◆ Supplied entries ◆
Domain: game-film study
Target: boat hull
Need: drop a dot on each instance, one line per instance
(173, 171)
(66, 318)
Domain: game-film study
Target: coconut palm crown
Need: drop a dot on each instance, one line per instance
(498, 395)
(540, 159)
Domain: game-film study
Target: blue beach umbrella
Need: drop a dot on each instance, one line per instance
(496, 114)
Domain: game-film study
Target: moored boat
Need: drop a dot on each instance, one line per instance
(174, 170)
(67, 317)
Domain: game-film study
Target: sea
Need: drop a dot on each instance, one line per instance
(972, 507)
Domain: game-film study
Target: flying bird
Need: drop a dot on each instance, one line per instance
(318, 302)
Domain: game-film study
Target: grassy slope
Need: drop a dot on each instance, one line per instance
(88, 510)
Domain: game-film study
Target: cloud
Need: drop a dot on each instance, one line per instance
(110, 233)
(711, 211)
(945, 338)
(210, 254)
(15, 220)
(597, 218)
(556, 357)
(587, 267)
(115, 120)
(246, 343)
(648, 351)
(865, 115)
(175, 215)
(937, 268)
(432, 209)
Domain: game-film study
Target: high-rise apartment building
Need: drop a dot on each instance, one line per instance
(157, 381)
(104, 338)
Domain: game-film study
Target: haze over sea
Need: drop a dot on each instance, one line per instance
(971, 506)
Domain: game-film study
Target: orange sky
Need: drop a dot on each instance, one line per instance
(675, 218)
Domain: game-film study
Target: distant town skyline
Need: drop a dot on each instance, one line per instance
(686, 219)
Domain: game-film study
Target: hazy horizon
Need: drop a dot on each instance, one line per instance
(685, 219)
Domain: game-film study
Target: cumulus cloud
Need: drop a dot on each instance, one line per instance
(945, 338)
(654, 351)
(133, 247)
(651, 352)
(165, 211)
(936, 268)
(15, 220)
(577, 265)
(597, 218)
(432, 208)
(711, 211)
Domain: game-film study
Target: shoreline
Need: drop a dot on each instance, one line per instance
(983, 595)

◆ Task instructions ◆
Each record must be returned exactly as it is written.

◆ Output for this task ◆
Domain: game-film study
Target: boat hull
Need: drop a dot on each instance, one line per instance
(173, 171)
(66, 318)
Domain: game-film study
Target: coconut palm crown
Need: drop a dot on each instance, one line per instance
(498, 395)
(540, 159)
Domain: game-film study
Target: blue beach umbrella
Need: drop a dot on each instance, one line per instance
(496, 114)
Domain: game-film study
Target: moored boat
Need: drop a dot on each instance, one line per instance
(174, 170)
(67, 317)
Domain: game-film study
Target: sea
Need: drop a dot on each instance, one line per instance
(972, 507)
Domain: game-film study
Target: flying bird
Need: drop a dot on each instance, one line per instance
(318, 302)
Domain: game-film study
Target: grassy slope
Need: drop a dot on each instance, one line per instance
(88, 510)
Domain: game-film study
Target: cloud
Need: drop a dot on each instance, one line per instance
(110, 233)
(711, 211)
(945, 338)
(210, 254)
(15, 220)
(597, 218)
(556, 357)
(587, 267)
(115, 120)
(246, 343)
(648, 351)
(865, 115)
(175, 215)
(937, 268)
(432, 209)
Domain: game-film study
Target: high-rise apartment building
Need: drop a dot on each instance, one line per instance
(157, 381)
(104, 338)
Domain: game-film study
Target: haze over sea
Need: drop a dot on each instance, one line per instance
(971, 506)
Domain: game-film study
Target: orange sky
Need: drop a dot on each instance, one line per instance
(675, 218)
Domain: game-film study
Target: distant town skyline
Need: drop a dot on each instance, one line per instance
(686, 219)
Domain: game-film study
Target: hazy horizon
Need: drop a dot on each instance, one line per instance
(685, 219)
Domain: game-film study
Target: cumulus cloud
Need: drop a dot on each instance, one line per instance
(945, 338)
(654, 351)
(133, 247)
(651, 352)
(165, 211)
(936, 268)
(15, 220)
(577, 265)
(597, 218)
(432, 208)
(711, 211)
Domain: game-film study
Target: shoreline
Need: drop a dot on each instance, one line per instance
(983, 595)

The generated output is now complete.